● DESKRIPSI SOAL:
Menurut teks bacaan di bawah, lembaga apa yang menyelenggarakan ASEAN Literary Festival?

***** TEKS BACAAN

TEMPO.CO, Jakarta - ASEAN Literary Festival (ALF) kembali digelar selama sepekan, 15-22 Maret 2015, di Taman Ismail Marzuki, Jakarta. Malam ini adalah malam pembukaan untuk acara puncaknya, yang diwarnai pembacaan puisi, diskusi dan pertunjukan.
Malam pembukaan ini dipersembahkan untuk sastrawan Sitor Situmorang, yang meninggal 21 Desember 2014 lalu, serta menampilkan permainan piano Ananda Sukarlan dan orasi Ma Thida, penulis dan aktivis HAM Burma yang pernah menjadi tahanan politik. Ada pula pertunjukan oleh Signmark, rapper tunarungu pertama yang sukses di industri musik. [ Baca: Rapper Tunarungu Finlandia, Nge-rap dengan Bahasa Isyarat ]
Direktur Program Festival, Okky Madasari, menjelaskan bahwa ALF tidak hanya menjadi festival sastra, tapi juga merayakan keragaman bahasa. Karena itu, para penyandang disabilitas juga turut dilibatkan dalam festival ini. "Signmark yang tunarungu juga merayakan bahasa dalam sastra, dia memperkaya bahasa di dunia," kata novelis yang memenangi Khatulistiwa Literary Award 2012 untuk karyanya, Maryam.
ALF diselenggarakan oleh Yayasan Muara, sebuah lembaga nirlaba di bidang pendidikan dan kebudayaan untuk keadilan dan kemanusiaan, yang didukung oleh Kementerian Luar Negeri dan Hivos. Digelar pertama kali pada 2014, ALF lahir dari kesadaran tentang banyaknya kesamaan di antara negara-negara yang tergabung dalam Association of Southeast Asian Nations (ASEAN), termasuk dalam sastra dan budaya. Sayang, masing-masing tidak saling mengenal karya budaya satu sama lain. "ALF ingin menjadi wadah yang mempertemukan sastrawan dan karya-karya sastra dan budaya di Asia Tenggara," kata Direktur Festival Abdul Khalik.
ALF resmi dibuka pada Ahad pekan lalu lewat acara pembacaan puisi di Taman Menteng, Jakarta Pusat. Sejumlah penulis, penyair, aktris, dan akademikus di bidang sastra ikut dalam kegiatan itu, di antaranya Dinda Kanya Dewi, Okky Madasari, dan Tommy F. Awuy. Dari luar negeri, hadir penulis sekaligus jurnalis dari Singapura, Josephine Chia, dan Idriss Bouskine dari Aljazair.

**********
***** DATA YANG DIBERIKAN

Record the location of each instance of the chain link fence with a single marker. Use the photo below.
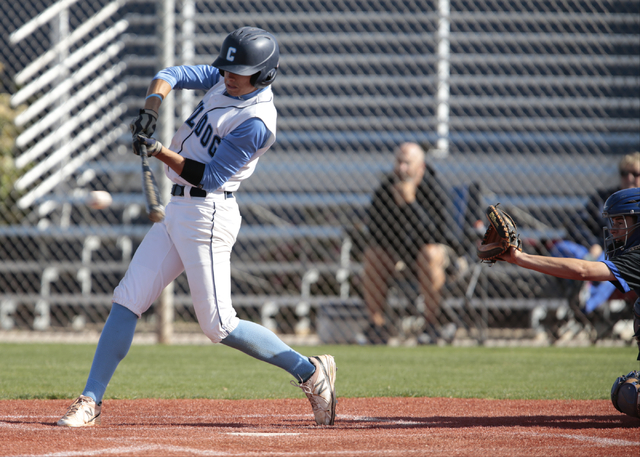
(530, 104)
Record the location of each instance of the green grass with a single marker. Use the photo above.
(60, 371)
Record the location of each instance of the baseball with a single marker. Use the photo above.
(99, 199)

**********

● HASIL LATIHAN:
Yayasan Muara.